■ **Exercise text**:
========================================
The action opens with choreographed chaos: bodies and faces contort, one performer flails utterly out of control and somebody even walks backwards. Littering the stage like automata, and dressed like rejects from A Clockwork Orange, distorted laughter fills the air before being replaced by screaming. The colours are nailed to the mast from the off; this is a world where everything is broken in a whirling maelstrom of disturbing motion.

The central narrative concerns the titular VENT, a cutting-edge institution where your worst fears are “simulated” in eight minute sessions using sophisticated robots (think crash test dummies fitted with AI). From a mother who wants to kill her baby, a girl flunking uni and a young man with body dysmorphic disorder, the various issues being examined arise naturally out of the setting. “This place is supposed to take your problems away” states a bad friend, finding himself forcibly clamped and removed as his words hit home in a delicious irony. A robotic nurse, unable to hit her mark to shake hands or observe that her patient has thrown their chair across the room rather than sit in it, is mined for comedy. And it works: the sheer artificiality of the environment is echoed in the fake staff, friends and conversations paraded about the place and hailed as wonders.
========================================
Data records
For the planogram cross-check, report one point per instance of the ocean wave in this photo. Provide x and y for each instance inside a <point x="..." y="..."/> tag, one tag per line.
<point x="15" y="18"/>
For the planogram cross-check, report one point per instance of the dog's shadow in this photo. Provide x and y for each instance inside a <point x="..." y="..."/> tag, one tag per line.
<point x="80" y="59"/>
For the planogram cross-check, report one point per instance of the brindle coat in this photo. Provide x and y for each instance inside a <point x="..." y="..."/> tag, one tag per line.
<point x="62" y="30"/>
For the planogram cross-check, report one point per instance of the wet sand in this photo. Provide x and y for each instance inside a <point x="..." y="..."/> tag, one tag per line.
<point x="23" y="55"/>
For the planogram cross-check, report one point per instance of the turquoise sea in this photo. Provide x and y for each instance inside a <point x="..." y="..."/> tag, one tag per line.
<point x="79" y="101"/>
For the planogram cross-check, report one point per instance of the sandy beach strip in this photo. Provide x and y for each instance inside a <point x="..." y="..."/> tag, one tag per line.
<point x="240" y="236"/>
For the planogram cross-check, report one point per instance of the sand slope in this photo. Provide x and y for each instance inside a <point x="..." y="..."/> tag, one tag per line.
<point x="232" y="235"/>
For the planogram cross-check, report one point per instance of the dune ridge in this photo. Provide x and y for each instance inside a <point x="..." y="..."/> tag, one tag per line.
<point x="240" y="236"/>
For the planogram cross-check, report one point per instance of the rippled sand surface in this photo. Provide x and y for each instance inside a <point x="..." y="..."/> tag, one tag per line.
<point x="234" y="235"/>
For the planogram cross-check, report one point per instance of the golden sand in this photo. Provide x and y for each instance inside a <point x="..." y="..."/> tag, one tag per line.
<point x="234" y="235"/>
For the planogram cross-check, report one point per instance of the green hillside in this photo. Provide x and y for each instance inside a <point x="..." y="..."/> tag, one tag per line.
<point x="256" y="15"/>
========================================
■ **Required tasks**:
**1)** Write out the passage of the VENT review starting at "The central narrative" and ending at "hailed as wonders.".
**2)** Go on with the review of VENT, picking up after its final sentence.

■ **Answers**:
**1)**
The central narrative concerns the titular VENT, a cutting-edge institution where your worst fears are “simulated” in eight minute sessions using sophisticated robots (think crash test dummies fitted with AI). From a mother who wants to kill her baby, a girl flunking uni and a young man with body dysmorphic disorder, the various issues being examined arise naturally out of the setting. “This place is supposed to take your problems away” states a bad friend, finding himself forcibly clamped and removed as his words hit home in a delicious irony. A robotic nurse, unable to hit her mark to shake hands or observe that her patient has thrown their chair across the room rather than sit in it, is mined for comedy. And it works: the sheer artificiality of the environment is echoed in the fake staff, friends and conversations paraded about the place and hailed as wonders.

**2)**
However, it’s not all earnestly serious: we are also afforded a look behind the scenes. Complete with a generic jingle before every announcement, VENT is doing its level best to present itself to the world as a safe and successful scientific institution, where staff wear names badges and it’s all so personable yet strangely impersonal. Interacting like a sweetly failing married couple, therapist Phil (Matthew Gallagher) and janitor George (Daniel Cawley) provide a subplot away from the ‘inmates’ of VENT. George in particular is a delight: with his Yorkshire accent and deadpan delivery, it’s like he’s escaped from a Beckett play. These two are also used as a snide comment on social standing, with Phil marvelling at how the janitor can fly under the radar while he is always under pressure and scrutiny. Ultimately, underneath the comedy and pathos, both come to realise how they are damaged and their problems unite them. Such an insight is never attained by the buffoon Chief Manager, the only character not dressed in black and white. Towering above the rest of the cast in white suit with red buttons he’s a source of comic relief who (thankfully) never veers into complete caricature.

Unfortunately proceedings run out of steam slightly in the second act, with a sense of repetition creeping in with another ‘break down’ dance sequence and more angsty monologues, making it seem like there is not enough to the narrative or theme being explored to cover the run time. This isn’t helped by characters previously encountered returning to enter the VENT, with the same issues being aired and examined again. It feels slightly over-stuffed and perhaps some judicious pruning could have prevented this.

Performed with great energy, and looking at various topics whilst skilfully weaving these around a setting dripping with dystopian dread, VENT is quite an achievement from the Scottish Youth Theatre National Ensemble 2018. Though it may examine large and weighty issues using nightmarish imagery, it is a production counterbalanced by some truly witty moments, which prevent it from becoming preachy.